- [RECORDS PROVIDED]:
◇ ◇ ◇
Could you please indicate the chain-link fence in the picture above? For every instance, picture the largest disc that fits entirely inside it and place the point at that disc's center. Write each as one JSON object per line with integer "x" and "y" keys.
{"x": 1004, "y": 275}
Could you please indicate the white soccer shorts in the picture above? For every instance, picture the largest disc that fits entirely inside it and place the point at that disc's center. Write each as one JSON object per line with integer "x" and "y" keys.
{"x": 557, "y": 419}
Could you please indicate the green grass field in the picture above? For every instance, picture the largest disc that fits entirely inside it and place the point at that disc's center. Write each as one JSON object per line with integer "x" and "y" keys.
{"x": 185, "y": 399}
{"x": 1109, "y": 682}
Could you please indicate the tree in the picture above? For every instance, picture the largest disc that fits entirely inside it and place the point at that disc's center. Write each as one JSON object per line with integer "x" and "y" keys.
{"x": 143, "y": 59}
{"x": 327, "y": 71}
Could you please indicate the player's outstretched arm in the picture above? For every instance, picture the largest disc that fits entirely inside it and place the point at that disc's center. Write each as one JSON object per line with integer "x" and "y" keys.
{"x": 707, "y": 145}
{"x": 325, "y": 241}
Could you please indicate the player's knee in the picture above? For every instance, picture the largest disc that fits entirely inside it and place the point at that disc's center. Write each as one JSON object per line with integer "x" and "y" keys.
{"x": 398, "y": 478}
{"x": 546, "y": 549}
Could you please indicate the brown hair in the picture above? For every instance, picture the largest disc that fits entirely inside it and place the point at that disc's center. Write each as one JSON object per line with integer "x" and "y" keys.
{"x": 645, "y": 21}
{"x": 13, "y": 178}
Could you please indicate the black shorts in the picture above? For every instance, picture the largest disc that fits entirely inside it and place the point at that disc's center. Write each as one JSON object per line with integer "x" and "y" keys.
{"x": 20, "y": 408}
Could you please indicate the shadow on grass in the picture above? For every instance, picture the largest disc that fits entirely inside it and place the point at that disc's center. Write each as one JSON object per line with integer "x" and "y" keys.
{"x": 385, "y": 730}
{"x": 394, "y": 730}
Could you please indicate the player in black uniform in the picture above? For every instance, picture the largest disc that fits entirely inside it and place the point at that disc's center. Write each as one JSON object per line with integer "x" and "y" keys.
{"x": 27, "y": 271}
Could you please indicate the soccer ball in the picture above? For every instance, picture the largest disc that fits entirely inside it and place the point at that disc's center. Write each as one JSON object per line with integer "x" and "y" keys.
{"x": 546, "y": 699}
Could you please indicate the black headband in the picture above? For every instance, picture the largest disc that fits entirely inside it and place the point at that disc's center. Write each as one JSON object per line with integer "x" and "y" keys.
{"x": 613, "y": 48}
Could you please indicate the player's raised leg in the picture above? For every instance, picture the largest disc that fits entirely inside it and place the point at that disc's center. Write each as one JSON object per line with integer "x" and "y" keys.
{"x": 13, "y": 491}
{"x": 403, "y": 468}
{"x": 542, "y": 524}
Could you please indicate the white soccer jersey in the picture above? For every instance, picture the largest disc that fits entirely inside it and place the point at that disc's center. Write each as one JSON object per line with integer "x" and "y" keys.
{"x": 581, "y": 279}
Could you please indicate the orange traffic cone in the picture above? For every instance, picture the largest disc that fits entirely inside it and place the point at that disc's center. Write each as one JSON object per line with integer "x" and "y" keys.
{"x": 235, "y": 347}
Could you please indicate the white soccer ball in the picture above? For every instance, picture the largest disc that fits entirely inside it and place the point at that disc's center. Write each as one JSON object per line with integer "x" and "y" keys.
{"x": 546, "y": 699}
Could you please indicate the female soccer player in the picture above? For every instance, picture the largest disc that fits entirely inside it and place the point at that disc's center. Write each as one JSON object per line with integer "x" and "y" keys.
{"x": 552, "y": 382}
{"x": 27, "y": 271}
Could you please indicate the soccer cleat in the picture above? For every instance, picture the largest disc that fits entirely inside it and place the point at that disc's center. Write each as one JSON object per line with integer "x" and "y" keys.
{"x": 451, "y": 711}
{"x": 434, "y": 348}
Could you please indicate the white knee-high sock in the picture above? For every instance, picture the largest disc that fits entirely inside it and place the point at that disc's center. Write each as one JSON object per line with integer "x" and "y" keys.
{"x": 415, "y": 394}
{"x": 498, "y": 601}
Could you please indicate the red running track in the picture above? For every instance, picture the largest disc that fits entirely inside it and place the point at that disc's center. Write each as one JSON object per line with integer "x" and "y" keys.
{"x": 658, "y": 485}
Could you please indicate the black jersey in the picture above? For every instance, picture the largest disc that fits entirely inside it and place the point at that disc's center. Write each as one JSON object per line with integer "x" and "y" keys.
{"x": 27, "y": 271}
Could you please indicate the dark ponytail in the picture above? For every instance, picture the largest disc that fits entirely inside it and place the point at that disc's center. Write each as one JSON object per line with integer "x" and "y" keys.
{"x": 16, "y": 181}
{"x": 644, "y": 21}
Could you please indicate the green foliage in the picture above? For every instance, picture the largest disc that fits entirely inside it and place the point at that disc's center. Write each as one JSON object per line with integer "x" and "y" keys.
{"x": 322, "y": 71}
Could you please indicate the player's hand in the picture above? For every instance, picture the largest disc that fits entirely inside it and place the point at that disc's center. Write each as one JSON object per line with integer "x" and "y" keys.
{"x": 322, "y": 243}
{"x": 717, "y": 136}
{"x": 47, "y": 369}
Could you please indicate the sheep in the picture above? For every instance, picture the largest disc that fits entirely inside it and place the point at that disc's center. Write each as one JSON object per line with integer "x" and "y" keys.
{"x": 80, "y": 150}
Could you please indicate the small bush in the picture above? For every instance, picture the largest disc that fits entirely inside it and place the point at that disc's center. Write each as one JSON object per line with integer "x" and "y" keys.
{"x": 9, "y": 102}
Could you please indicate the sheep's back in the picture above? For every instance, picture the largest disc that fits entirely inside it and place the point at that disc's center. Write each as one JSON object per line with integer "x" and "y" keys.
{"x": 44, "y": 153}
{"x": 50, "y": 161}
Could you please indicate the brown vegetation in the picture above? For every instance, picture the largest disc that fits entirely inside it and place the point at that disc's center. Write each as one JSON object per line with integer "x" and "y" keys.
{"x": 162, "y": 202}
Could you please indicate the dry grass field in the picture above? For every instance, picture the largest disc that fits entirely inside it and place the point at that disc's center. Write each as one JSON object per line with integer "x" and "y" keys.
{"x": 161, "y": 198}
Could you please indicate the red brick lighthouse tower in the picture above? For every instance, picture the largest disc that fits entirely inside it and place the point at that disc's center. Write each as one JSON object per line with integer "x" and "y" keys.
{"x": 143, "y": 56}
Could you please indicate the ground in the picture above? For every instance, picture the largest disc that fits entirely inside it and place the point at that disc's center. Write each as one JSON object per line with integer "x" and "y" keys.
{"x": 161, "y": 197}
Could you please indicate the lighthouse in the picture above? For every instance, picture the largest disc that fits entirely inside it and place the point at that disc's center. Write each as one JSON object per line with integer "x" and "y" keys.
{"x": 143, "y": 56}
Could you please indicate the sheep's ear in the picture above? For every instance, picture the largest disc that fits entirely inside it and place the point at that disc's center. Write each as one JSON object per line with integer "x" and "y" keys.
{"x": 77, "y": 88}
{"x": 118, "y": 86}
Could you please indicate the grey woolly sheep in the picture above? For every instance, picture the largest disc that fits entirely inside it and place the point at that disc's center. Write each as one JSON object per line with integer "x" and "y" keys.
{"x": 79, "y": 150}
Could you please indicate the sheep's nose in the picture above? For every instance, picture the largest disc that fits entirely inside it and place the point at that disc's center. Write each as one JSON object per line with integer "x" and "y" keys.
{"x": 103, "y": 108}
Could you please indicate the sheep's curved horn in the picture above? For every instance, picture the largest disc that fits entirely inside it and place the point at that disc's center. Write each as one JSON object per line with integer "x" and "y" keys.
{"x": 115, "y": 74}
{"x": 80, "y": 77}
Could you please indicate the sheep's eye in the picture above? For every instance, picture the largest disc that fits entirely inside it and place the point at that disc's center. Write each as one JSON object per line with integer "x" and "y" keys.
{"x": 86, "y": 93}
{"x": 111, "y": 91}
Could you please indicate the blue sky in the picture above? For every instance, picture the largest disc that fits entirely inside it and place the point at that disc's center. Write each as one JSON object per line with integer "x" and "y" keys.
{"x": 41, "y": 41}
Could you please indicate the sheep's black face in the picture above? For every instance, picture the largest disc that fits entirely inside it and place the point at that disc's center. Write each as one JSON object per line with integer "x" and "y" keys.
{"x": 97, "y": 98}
◇ ◇ ◇
Starting at the line containing "Could you please indicate the sheep's black" and running through the end of the data, rewrite that part with "black face" swapped for "white face" and everything else left unchanged.

- [RESPONSE FOR THIS EXERCISE]:
Could you please indicate the sheep's white face in the picture above? For every instance, picture the largest disc that fits entirely inside it and place the point at that disc's center. Write each as one JSON object per line with integer "x" and "y" keys.
{"x": 97, "y": 98}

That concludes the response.